-------- Exercise input
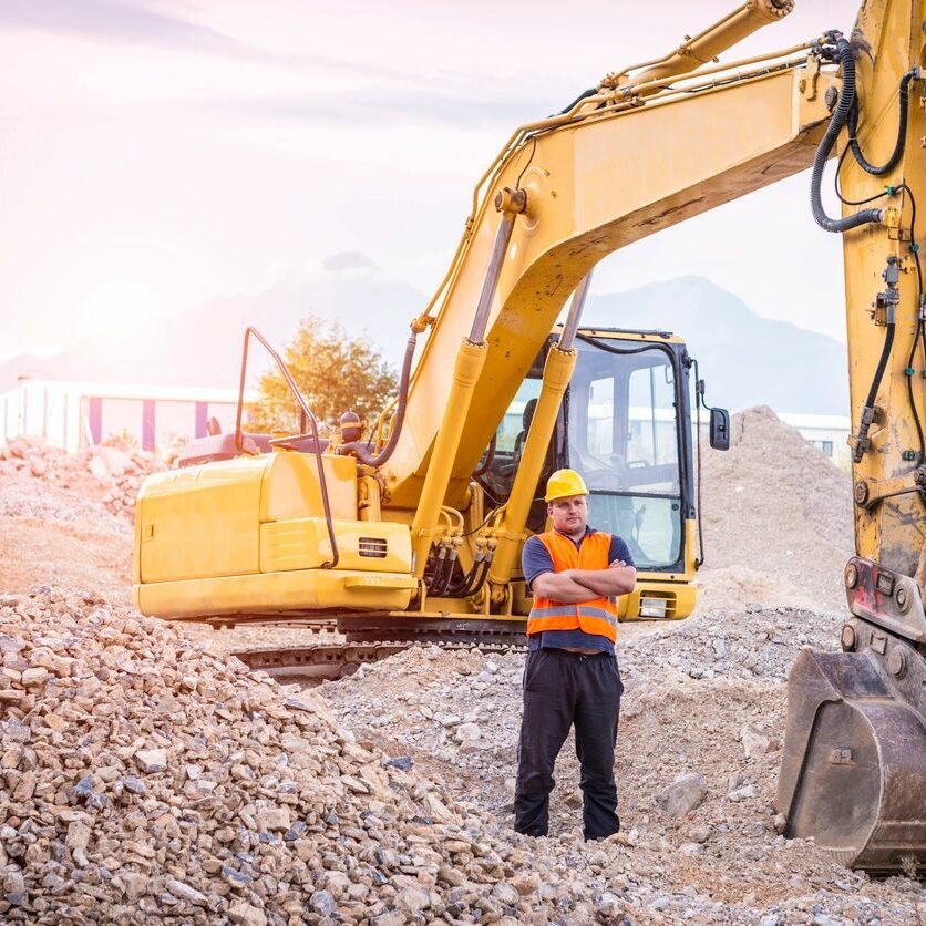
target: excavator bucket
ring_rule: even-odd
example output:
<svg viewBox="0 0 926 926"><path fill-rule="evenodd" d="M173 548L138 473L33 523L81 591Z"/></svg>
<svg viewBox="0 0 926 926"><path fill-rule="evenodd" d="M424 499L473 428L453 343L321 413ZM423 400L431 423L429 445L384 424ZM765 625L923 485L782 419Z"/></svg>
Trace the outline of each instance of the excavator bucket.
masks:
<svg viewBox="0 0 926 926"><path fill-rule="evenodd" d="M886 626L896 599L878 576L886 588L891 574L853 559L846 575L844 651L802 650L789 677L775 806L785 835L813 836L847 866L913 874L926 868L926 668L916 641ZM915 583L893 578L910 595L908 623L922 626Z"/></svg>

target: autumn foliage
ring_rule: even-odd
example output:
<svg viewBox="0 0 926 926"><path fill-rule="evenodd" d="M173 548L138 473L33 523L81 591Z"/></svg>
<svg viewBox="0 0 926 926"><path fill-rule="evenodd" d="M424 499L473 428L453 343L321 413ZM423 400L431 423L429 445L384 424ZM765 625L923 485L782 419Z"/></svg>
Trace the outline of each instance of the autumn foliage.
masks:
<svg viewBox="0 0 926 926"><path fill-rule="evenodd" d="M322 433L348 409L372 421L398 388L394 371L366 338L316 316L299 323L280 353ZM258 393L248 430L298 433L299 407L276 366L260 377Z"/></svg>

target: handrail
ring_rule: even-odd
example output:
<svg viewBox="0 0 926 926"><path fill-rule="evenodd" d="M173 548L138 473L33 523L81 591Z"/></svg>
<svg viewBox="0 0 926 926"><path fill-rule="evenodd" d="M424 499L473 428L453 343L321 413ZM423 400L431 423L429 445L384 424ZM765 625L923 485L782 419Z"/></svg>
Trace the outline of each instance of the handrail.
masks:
----------------
Directions for this task
Put every line of the rows above into a numbered list, skipping the blank lines. Leave the pictures out.

Answer to the exercise
1. target: excavator bucket
2. ring_rule: even-odd
3. example output:
4. <svg viewBox="0 0 926 926"><path fill-rule="evenodd" d="M173 548L138 473L33 523L81 591Z"/></svg>
5. <svg viewBox="0 0 926 926"><path fill-rule="evenodd" d="M424 499L473 428L453 343L321 413ZM423 400L431 423L429 445L384 424ZM765 625L923 485L782 419Z"/></svg>
6. Trace the outline of each instance of the excavator bucket.
7. masks:
8. <svg viewBox="0 0 926 926"><path fill-rule="evenodd" d="M886 626L896 599L878 576L886 588L891 574L853 559L846 575L844 651L802 650L789 677L775 806L785 835L813 836L847 866L913 874L926 868L926 668L916 641ZM915 583L893 578L910 595L908 623L922 626Z"/></svg>
9. target: autumn foliage
10. ring_rule: even-odd
11. example output:
12. <svg viewBox="0 0 926 926"><path fill-rule="evenodd" d="M173 548L138 473L33 523L81 591Z"/></svg>
13. <svg viewBox="0 0 926 926"><path fill-rule="evenodd" d="M424 499L473 428L453 343L321 413ZM423 400L431 423L429 445L384 424ZM765 625L923 485L782 419Z"/></svg>
14. Trace the outline of each instance of the autumn foliage.
15. masks:
16. <svg viewBox="0 0 926 926"><path fill-rule="evenodd" d="M322 433L348 409L372 421L398 388L394 371L366 338L316 316L299 323L280 353ZM258 393L248 430L298 433L299 407L276 366L260 377Z"/></svg>
17. target: handrail
18. ring_rule: even-odd
19. example output:
20. <svg viewBox="0 0 926 926"><path fill-rule="evenodd" d="M173 548L138 473L33 523L81 591Z"/></svg>
21. <svg viewBox="0 0 926 926"><path fill-rule="evenodd" d="M424 499L473 428L453 343L321 413ZM423 400L431 423L429 445L384 424ZM765 625L923 485L782 419Z"/></svg>
22. Trace the outline of each instance of the handrail.
23. masks:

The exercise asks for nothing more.